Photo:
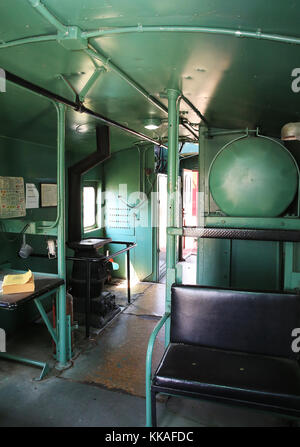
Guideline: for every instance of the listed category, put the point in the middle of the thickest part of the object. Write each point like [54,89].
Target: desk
[45,285]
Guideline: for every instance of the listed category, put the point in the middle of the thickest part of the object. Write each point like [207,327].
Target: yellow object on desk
[18,283]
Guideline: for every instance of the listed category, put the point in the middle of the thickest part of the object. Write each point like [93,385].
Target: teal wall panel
[256,265]
[128,216]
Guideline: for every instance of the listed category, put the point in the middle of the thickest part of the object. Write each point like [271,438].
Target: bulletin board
[12,197]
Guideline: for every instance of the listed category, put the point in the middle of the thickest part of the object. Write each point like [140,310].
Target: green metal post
[172,190]
[201,202]
[63,337]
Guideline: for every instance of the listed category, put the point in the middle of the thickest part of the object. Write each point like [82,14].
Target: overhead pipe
[35,39]
[108,63]
[38,5]
[191,105]
[63,30]
[41,91]
[192,29]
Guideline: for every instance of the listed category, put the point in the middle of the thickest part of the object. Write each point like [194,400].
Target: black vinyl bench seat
[233,347]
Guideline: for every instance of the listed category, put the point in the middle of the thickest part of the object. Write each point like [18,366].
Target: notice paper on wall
[12,197]
[32,196]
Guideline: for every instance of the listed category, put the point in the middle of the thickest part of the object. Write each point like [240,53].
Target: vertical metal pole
[88,299]
[172,189]
[62,354]
[128,276]
[201,203]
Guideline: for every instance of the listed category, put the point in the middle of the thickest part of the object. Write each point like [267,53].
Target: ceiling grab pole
[201,202]
[173,122]
[63,350]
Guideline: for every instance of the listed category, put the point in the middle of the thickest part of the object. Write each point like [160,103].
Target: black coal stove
[90,271]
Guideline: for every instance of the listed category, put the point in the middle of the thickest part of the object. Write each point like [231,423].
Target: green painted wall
[128,217]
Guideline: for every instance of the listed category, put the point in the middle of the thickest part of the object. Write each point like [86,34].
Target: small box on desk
[21,283]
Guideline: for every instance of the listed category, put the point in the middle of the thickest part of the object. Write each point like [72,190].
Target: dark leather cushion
[256,379]
[244,321]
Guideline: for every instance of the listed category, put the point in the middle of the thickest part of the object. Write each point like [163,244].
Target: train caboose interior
[149,213]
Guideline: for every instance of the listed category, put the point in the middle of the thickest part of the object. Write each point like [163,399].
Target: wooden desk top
[43,284]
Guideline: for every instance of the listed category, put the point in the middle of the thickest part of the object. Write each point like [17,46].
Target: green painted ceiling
[235,82]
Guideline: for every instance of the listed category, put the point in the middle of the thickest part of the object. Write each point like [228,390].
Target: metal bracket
[72,39]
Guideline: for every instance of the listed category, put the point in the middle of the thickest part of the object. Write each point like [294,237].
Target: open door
[189,209]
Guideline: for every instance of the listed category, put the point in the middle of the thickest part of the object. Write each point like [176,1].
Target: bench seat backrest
[254,322]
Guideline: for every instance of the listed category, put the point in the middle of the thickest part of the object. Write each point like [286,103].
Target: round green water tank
[253,177]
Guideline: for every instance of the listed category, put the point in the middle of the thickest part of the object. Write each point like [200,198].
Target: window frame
[95,186]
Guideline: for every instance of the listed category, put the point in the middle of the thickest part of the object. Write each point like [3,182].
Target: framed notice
[12,197]
[48,194]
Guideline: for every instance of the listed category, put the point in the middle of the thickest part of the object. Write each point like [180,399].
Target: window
[89,207]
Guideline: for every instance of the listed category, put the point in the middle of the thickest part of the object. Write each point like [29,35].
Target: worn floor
[105,385]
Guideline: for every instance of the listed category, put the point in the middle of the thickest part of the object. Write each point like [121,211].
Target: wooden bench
[229,346]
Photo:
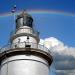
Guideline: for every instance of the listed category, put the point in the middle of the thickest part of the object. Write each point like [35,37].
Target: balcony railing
[25,30]
[24,45]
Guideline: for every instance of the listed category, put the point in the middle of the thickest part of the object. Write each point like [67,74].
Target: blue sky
[52,18]
[58,22]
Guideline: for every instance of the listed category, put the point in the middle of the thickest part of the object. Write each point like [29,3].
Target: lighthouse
[24,55]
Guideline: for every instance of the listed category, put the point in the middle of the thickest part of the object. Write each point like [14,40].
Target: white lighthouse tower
[24,55]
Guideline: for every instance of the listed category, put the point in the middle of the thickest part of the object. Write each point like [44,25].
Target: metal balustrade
[24,45]
[23,30]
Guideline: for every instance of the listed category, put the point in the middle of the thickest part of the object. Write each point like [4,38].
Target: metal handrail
[23,45]
[33,32]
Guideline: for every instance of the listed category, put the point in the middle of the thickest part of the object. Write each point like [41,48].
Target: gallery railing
[24,45]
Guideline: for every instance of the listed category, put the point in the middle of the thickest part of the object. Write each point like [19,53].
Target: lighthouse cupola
[24,19]
[25,32]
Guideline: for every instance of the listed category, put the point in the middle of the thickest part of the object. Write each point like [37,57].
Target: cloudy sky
[55,20]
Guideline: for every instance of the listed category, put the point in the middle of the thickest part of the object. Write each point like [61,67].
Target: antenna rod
[13,12]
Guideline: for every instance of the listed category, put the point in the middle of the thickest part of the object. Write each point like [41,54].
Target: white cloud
[64,56]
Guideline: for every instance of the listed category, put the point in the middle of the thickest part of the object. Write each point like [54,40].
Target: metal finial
[14,9]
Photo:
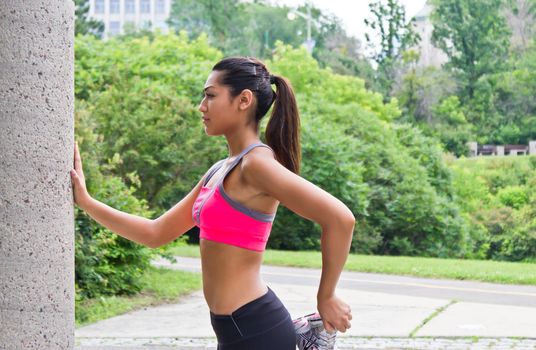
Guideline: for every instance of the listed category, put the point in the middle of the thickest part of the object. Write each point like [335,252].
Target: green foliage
[404,211]
[105,263]
[396,36]
[513,196]
[497,195]
[475,37]
[253,28]
[143,95]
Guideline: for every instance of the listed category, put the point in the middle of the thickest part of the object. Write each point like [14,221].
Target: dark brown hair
[283,129]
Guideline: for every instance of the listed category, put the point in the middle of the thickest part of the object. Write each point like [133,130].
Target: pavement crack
[429,318]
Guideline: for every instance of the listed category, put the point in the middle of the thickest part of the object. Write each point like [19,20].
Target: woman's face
[220,112]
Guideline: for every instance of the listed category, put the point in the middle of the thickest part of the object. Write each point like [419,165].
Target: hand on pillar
[81,196]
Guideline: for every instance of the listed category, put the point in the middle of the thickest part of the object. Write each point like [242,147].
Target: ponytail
[283,129]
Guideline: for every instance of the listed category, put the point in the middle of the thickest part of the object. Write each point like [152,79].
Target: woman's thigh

§ §

- TASK DIRECTIONS
Reproduce the listing exactly, but keep its images out of the copy.

- RESULT
Photo:
Guideline: for every instance of the listed category, put the point in the middle of the thickest part of the object. Write each point like [54,89].
Target: desk
[45,285]
Guideline: for every instance of the listed category, put the point in the middle of the thickest part of the object. Write each point like [207,327].
Target: yellow object on desk
[18,283]
Guideline: for every instance of the listed category, put the point in the middle of the thickest part of the object. Write each point like [93,385].
Target: teal wall panel
[256,265]
[128,216]
Guideline: for every instance of the listed category, put the point in the middle of the thickest part of the object. Write each point like [271,438].
Target: bulletin board
[12,197]
Guideline: for every instance of the listed category, put the point in the middle of the thickest part of the object. Write each point like [140,310].
Target: green metal post
[172,190]
[201,202]
[63,337]
Guideline: for every instance of the listed category, put the point in the middle of the thickest part of the object. Write each point like [82,14].
Target: overhead pipe
[35,39]
[108,63]
[38,5]
[191,105]
[63,30]
[41,91]
[192,29]
Guideline: for every instance of the listed category, put the point in the middle of the thickest part of the object. Write each point like [194,400].
Target: black vinyl bench seat
[233,347]
Guideline: for every instance of the listed category, put the point in the middle of the thickest part of the object. Write each point like [18,366].
Target: notice paper on wall
[12,197]
[32,196]
Guideline: for every instance of the listed category, put the point in the middle of the thickest part of the object. Write each point like [240,53].
Target: vertical metal pole
[88,299]
[172,189]
[62,354]
[128,276]
[201,203]
Guideline: for every instance of the listed category, put the point in the middle of the thickest part of the object. Write each point like [267,53].
Target: ceiling grab pole
[201,202]
[173,122]
[63,350]
Guideline: for every instance of the listed category, put the point in the middle of the thickest part of the object. Write each point like [160,103].
Target: black coal stove
[90,271]
Guideline: for every instance of the listed category, put the point in the middle of the thickest part of the object. Write each point like [231,423].
Target: green painted wall
[128,217]
Guideline: for every instance of the listed category, put the point in the middle of the thickest part of the object. Write each point like [86,34].
Target: small box on desk
[21,283]
Guideline: for every instance of the listed category, put the point in the middle of the thickest part of the object. Write each point like [72,190].
Target: dark leather cushion
[256,379]
[244,321]
Guideline: for every instance of the listed category, put the point in the middle of the thickest part of the object. Write each point like [163,244].
Target: train caboose interior
[149,213]
Guideline: for every instance of the listed category, put the point in the middle of the thickest part of the object. Write each point like [163,399].
Target: wooden desk top
[43,284]
Guideline: for every instance of the listed category, put the point in the middle of the thickest part of the object. Write each point like [17,46].
Target: green painted ceiling
[235,82]
Guideline: for every instance of the listed category, put the point in the middle of the thickest part of the object. Write each point like [228,390].
Target: metal bracket
[72,39]
Guideline: for every instance of the listed category, put the point in the middle of the thickest part of the object. Write each point like [294,237].
Target: open door
[189,209]
Guideline: for every instance of the listed category, put the point in the middle of the thickest part of the object. Write each point like [176,1].
Target: bench seat backrest
[254,322]
Guideline: for every instance of the listed category, put the point in the middle of the thickest part of the object. Write each point like [286,103].
Target: round green water tank
[253,177]
Guideline: for every instance of the listed category, put the point in the middle of the thickest part of the object. Write each point like [200,198].
Target: window frame
[95,186]
Guideline: for every instance of the listed category, put the point in the middle of the thickest part of the object. Write each point like [3,182].
Target: framed notice
[12,197]
[48,194]
Guideline: for every instance of the listed category, put the point in the middle of the thickest part of the object. Write each point like [180,399].
Target: window
[89,207]
Guideline: for every instance of the listed category, put the point in the middle of the thickest part of the object. Write each point like [29,35].
Target: worn floor
[105,385]
Guideline: for every instance of the listed category, put the point in the middle of the thickest part of the object. Write each point like [121,211].
Target: wooden bench
[229,346]
Photo:
Guideline: for every instance of the listed category, put the point in the middle of the thickest part of the object. Write each point like [35,37].
Target: balcony railing
[25,30]
[24,45]
Guideline: for every instance of the listed category, put the point in the middle of the thickest part of the object. Write each point like [67,74].
Target: blue sky
[52,18]
[58,22]
Guideline: for every instance of the listed category, put the point in the middle of the thickest part of the object. Write each point like [29,3].
Target: lighthouse
[24,55]
Guideline: for every instance of the listed category, put the point in the middle of the thickest part of the object. Write each point like [14,40].
Target: white lighthouse tower
[24,55]
Guideline: for every instance of the listed category, put the point in the middle of the thickest part of the object. Write each point like [44,25].
Target: metal balustrade
[24,45]
[23,30]
Guideline: for every instance of the listed category, put the point in the middle of the thickest part of the object. Write each point like [4,38].
Target: metal handrail
[23,45]
[33,32]
Guideline: for every instance of the listed category, put the point in the middle of the thickest part of the object. Write each point like [41,48].
Target: gallery railing
[24,45]
Guideline: for every instance of the listed category, put the point in the middle of the thickest part of the object. Write each point like [19,53].
Target: lighthouse cupola
[24,19]
[25,32]
Guideline: for every instance of the listed category, put the point in the middle of the thickest part of the object. Write each point like [37,57].
Target: cloudy sky
[55,20]
Guideline: for every instance of the listed category, put the point in the middle of the thickest part of the object. Write each point like [61,67].
Target: antenna rod
[13,12]
Guideline: for every instance of the listed category, put the point in the middle of the thickest part of the object. Write each point like [41,54].
Target: white cloud
[64,56]
Guideline: for every instance of the listed category, put the point in the middle of the thickest part of the object. Write each point like [54,40].
Target: metal finial
[14,9]
Photo:
Guideline: for every instance of the listed category, put the point in the middle of the thickest part of the object. Write each point like [335,252].
Target: green foliage
[404,211]
[105,263]
[396,36]
[513,196]
[497,195]
[475,37]
[253,28]
[143,95]
Guideline: for every instance of the listed category, put the point in the middle of the thickest part of the object. Write each point like [14,221].
Target: dark brown hair
[283,129]
Guideline: for every instance of the listed category, put the point in the middle of the thickest part of the object. Write each point like [133,130].
Target: pavement crack
[429,318]
Guideline: for every instance of the listed category, put the point in the middle of the thickest part of the object. Write each point like [19,20].
Target: woman's face
[220,112]
Guideline: for every instance of the listed category, put the point in the middle of the thickest part of the object. Write each point like [419,165].
Target: hand on pillar
[81,196]
Guideline: for every instance of the listed category, put the point in the middle of the thickest part of the object. Write each point like [242,147].
Target: ponytail
[283,129]
Guideline: for every instance of the listed category, put the point in the middle of the thickest part of the object. Write each point like [152,79].
Target: woman's thigh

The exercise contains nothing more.